Prompt 1 =>
Transcribe the part of the Bad River text starting at "The river is" and ending at "and Southern Plateaus.".
Prompt 2 =>
Pick up the text about the Bad River from where it stops and keep it going.

Provided text =>
[Start of section]

The Bad River (Lakota: wakpá-šiča; "river-bad") is a tributary of the Missouri River, approximately 161 mi long, in central South Dakota in the United States.
The river is formed at Philip, South Dakota, by the confluence of its North and South forks. The North Fork Bad River rises in eastern Pennington County and flows 51 mi east-southeast to Philip, while the South Fork Bad River rises at the confluence of Whitewater Creek and Big Buffalo Creek in Jackson County, within the Buffalo Gap National Grassland, and flows 36 mi northeast to Philip. The main stem of the Bad River flows east-northeast from Philip, passing Midland and Capa. It joins the Missouri at Fort Pierre. The Bad drainage basin is about 3000 sqmi and is located south of the Cheyenne River in the Pierre Hills and Southern Plateaus.

The river basin is noted for deposits of manganese and fuller's earth. At the river mouth near Fort Pierre, the Bad River flood stage contains large quantities of silt. The Bad carries hard water of generally poor quality.

[End of section]

Referring expression data:

[Start of section]

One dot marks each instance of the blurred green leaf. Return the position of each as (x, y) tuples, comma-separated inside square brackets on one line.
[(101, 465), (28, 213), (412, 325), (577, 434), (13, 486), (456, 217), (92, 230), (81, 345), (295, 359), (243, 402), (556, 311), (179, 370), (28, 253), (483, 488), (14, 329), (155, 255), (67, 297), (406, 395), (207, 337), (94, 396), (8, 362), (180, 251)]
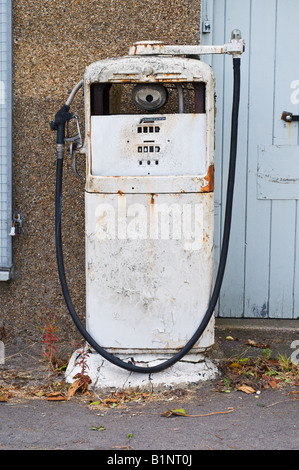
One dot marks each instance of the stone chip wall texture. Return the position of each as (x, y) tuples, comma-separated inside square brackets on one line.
[(53, 42)]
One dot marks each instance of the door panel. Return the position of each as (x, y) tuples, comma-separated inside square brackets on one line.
[(261, 278)]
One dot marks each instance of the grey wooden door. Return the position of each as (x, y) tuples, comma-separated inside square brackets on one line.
[(262, 276)]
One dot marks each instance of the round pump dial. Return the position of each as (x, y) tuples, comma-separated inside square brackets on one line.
[(149, 97)]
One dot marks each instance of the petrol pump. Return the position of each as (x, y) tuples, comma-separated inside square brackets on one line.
[(149, 212)]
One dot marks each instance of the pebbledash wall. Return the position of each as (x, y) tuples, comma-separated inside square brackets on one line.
[(52, 43)]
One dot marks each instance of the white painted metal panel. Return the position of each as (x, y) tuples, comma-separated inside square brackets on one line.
[(262, 273), (149, 261)]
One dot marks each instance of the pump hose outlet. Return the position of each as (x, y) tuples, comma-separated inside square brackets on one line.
[(223, 255)]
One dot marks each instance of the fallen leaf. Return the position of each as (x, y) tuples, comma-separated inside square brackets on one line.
[(179, 412), (245, 388), (235, 364), (56, 396), (74, 387), (4, 397), (95, 428), (253, 343)]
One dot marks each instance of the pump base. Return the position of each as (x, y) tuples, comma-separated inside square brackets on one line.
[(194, 367)]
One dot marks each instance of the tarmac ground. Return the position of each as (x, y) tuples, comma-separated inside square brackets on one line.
[(236, 411)]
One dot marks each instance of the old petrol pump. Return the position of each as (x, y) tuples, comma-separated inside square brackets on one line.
[(149, 209)]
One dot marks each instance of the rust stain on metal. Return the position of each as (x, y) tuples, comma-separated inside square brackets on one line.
[(209, 179)]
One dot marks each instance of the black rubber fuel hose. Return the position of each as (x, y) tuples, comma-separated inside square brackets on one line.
[(222, 262)]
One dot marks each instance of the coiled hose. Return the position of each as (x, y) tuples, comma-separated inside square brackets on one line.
[(222, 262)]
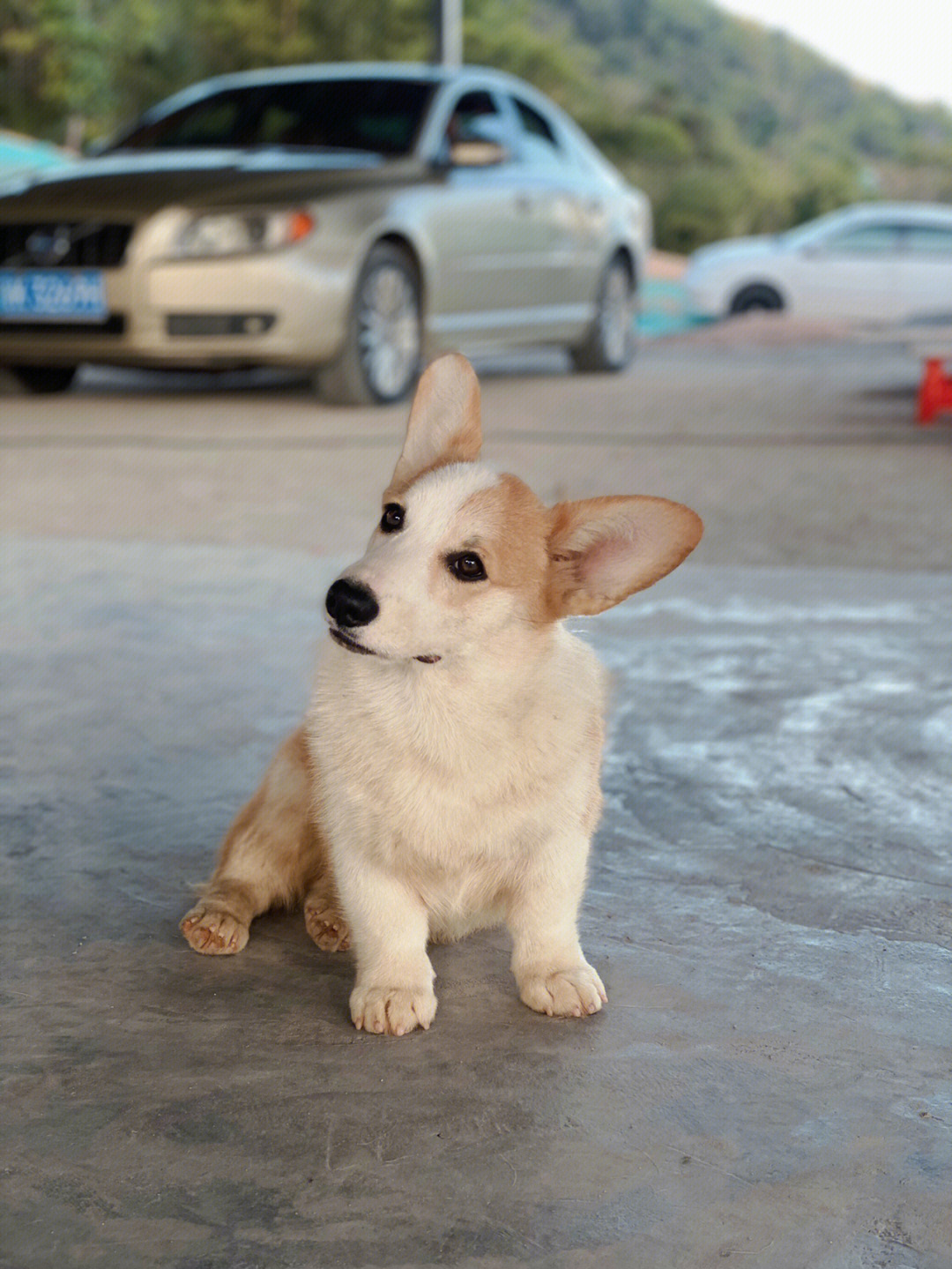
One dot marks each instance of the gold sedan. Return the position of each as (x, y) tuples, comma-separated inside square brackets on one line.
[(353, 220)]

[End of section]

Response area 1 =>
The river is formed at Philip, South Dakota, by the confluence of its North and South forks. The North Fork Bad River rises in eastern Pennington County and flows 51 mi east-southeast to Philip, while the South Fork Bad River rises at the confluence of Whitewater Creek and Big Buffalo Creek in Jackson County, within the Buffalo Gap National Grassland, and flows 36 mi northeast to Philip. The main stem of the Bad River flows east-northeast from Philip, passing Midland and Capa. It joins the Missouri at Fort Pierre. The Bad drainage basin is about 3000 sqmi and is located south of the Cheyenne River in the Pierre Hills and Southern Plateaus.

Response area 2 =>
The name recalls an incident around the spring of 1738 when a flash flood on the Bad River inundated the camp of a north-traveling band, causing a large loss of life, including all their horses. The Bad River was called the Teton River by Lewis & Clark in 1804 as the place where they parlayed with Teton Lakota, but the name did not catch.
At Fort Pierre, the river has a mean annual discharge of 176 cuft/s.

==Industrial use==
As of November 2019, TC Energy was applying for permits in the state to tap the Bad River to use water for the construction of Phase 4 of the Keystone pipeline, including camp construction to house transient construction workers.